> **THE TASKS**
(1) Name every scholarly work cited inside the passage quoted from Loporcaro 2021 in the Romanian etymology discussion, giving each author with the year.
(2) Carry the Romanian etymology discussion forward from its final reply, in the same style.

> **PROVIDED PASSAGE**
+++

The intervocalic shift from l < r usually presents itself in inherited Latin terms, rarely in Slavic.
- Both forms are attested in Istro-Romanian: méturę and métulę.
- Given that Romanian has zero inherited words ending in unstressed ulă, the adjustment of that sequence to ură in an early borrowing (thereby conforming to words like ghindură, lamură, lingură, marmură, negură, păcură, papură, scândură, vergură, volbură) would not be unusual. It seems măgulă (cf. Albanian magulë) underwent just such an adjustment to măgură.
Romanian sută is feminine and always requires a determiner. All the Slavic derivatives are either masculine or neuter, making sută closer to Proto-Finno-Ugric *śëta than Slavic *sъto.
- Not in the slightest. As pointed out by Loporcaro 2021 (p 78, underline mine):
- ‘As is well known, Romanian borrowed sută “100” from Old Slavic sŭto, which has been adapted as feminine like all o-ending neuters among ancient loanwords from Slavic (Mihăilă, 1960; Petrovici, 1962; Buchi, 2006: 75f.; Livescu, 2008: 2648). In addition, Romanian calqued all numerals from “11” on, except inherited mie “1000”: unsprezece/nouăsprezece “11/19” = OBlg. jedinŭ/devętĭ na desęte, doizeci = OBlg. dŭva desęti “20”, etc. (cf. e.g., Schulte, 2009: 248)’.
- Compare cerneală, ciudă, copită, nicovală, ocnă, pravilă, sită, sticlă, vadră, vâslă.
Rather confused as to why you mentioned bulgar – the sources I've seen mention *bulgarinŭ or баъгарини.
- блъгаринъ (blŭgarinŭ) is transparently блъгар-инъ (blŭgar-inŭ), just as блъгарьскъ (blŭgarĭskŭ) is блъгар-ьскъ (blŭgar-ĭskŭ). See *-inъ, *-ьskъ. The morpheme borrowed into Romanian is блъгар- (blŭgar-), without suffixes.

+++

> **STORED DATA**
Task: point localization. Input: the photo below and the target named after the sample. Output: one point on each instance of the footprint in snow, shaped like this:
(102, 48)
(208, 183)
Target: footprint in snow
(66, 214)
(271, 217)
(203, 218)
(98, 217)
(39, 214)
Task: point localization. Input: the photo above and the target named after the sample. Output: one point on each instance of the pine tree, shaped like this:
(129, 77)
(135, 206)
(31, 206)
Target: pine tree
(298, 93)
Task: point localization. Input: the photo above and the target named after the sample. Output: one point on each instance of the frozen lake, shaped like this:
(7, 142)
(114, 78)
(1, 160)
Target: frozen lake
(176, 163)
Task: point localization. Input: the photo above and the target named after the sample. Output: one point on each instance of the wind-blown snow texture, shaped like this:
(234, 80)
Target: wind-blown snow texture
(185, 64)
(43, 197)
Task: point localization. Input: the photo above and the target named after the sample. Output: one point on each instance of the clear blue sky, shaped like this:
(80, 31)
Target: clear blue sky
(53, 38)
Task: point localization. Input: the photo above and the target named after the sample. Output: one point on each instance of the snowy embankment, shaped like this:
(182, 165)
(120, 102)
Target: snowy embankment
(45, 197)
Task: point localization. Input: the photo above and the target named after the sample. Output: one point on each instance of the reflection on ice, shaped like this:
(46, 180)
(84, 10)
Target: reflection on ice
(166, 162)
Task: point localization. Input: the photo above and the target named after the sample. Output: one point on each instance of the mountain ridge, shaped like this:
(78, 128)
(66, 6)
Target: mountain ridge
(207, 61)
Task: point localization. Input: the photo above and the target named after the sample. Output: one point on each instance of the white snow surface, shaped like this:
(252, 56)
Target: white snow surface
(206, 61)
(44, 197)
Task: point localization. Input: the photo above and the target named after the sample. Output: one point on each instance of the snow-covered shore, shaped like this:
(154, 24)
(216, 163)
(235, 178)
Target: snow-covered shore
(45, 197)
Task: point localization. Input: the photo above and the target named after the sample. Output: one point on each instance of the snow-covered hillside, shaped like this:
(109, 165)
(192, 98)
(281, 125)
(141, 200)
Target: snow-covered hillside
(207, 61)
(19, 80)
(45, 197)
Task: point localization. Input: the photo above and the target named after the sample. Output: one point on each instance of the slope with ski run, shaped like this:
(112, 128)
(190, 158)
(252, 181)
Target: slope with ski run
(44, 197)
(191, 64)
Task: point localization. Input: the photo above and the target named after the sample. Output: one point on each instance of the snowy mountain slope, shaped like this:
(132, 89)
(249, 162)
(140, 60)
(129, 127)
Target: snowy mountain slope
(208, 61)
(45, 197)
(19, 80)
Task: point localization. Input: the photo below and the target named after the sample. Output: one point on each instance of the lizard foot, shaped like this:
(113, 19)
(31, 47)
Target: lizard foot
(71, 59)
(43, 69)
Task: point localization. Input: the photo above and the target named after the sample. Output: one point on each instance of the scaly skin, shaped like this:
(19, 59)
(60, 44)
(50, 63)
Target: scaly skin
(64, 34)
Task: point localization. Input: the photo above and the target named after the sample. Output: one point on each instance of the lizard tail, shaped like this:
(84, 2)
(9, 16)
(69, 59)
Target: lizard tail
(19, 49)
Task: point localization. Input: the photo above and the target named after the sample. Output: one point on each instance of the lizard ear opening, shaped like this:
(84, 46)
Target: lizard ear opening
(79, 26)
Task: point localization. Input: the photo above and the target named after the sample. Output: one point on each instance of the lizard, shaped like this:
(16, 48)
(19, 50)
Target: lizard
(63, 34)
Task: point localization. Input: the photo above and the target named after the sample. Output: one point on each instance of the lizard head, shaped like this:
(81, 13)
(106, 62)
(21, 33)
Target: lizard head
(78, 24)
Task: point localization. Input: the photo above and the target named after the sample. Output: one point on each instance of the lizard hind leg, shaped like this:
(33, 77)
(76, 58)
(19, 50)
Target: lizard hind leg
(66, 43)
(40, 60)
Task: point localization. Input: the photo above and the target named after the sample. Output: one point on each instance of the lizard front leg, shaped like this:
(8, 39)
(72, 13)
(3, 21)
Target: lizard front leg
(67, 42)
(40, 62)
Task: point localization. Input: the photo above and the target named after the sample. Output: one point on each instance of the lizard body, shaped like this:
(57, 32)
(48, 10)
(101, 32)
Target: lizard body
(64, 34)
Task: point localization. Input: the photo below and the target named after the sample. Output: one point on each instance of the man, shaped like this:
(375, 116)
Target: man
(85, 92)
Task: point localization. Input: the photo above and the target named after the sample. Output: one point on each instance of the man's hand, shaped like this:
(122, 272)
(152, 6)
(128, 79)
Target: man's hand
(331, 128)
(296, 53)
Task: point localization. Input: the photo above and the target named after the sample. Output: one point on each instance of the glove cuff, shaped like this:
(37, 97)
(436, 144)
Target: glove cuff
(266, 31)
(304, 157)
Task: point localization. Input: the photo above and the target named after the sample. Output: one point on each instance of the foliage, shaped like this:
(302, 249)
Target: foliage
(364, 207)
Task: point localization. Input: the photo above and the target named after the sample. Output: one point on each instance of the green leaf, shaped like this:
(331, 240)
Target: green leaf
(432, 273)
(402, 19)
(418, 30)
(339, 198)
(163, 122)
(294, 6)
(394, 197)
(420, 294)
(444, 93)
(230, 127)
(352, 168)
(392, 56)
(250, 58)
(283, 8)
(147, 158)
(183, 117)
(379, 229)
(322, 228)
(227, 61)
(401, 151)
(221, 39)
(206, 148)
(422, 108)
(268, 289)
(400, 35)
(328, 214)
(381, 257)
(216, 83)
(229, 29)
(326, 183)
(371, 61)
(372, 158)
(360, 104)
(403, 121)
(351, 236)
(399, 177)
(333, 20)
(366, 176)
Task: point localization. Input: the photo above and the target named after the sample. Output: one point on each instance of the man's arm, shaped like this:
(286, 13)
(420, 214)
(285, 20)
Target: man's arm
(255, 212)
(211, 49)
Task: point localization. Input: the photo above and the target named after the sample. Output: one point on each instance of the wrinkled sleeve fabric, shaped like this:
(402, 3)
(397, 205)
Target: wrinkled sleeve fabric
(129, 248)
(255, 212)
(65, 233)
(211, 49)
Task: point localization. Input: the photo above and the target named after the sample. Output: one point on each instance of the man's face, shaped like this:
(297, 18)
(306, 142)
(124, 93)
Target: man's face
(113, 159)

+++

> **RESULTS BY TASK**
(1) Mihăilă, 1960; Petrovici, 1962; Buchi, 2006; Livescu, 2008; Schulte, 2009

(2)
In either way, the original form was bălgar and bolgar which today are considered archaic or regional
- Is bulgar/bolgar/bălgar any more recent than mătură/mătoră/mătără?
the form bulgar being a more recent development probably influenced by Bulgarian българин
- Do you believe both of the following?
- 1) Older Slavic /ъ/ > Older Romanian /u/ is implausible.
- 2) Modern Bulgarian /ъ/ > Modern Romanian /u/ is plausible.
The word tocmai and its varianta […] are said to be borrowed from a Slavic form токма.
- Whether it entered Romanian via an older Slavic тъкъма or a younger Slavic то́кма, or even both at different times, the etymon is still Proto-Slavic *tъkъmo/-a and this is still an example of original ъ resulting in a Romanian u (~o).
The word cumătru is more likely to be derived analogically as a masculine from the related feminine form cumătră (from Latin commāter, commātrem) especially considering that the equivalent forms in Slavic languages are very different (Bulgarian, Croatian, Russian kum, Serbian kumak).
- Per my comment, the point is not the direction of borrowing but rather the correspondence of Slavic ъ (*kъmotrъ > kmotr, kmotor) and Romance u (cumătru).
Names of villages in historically Hungarian regions are almost exclusively borrowed directly from Hungarian. Where the Hungarian names came from has very little to do with Romanian morphology.
- I suppose you mean phonology. In any case, per my comment, the point is not how the name reached Romanian but rather, again, the correspondence of early Slavic ъ (*mъx-) and another language’s u.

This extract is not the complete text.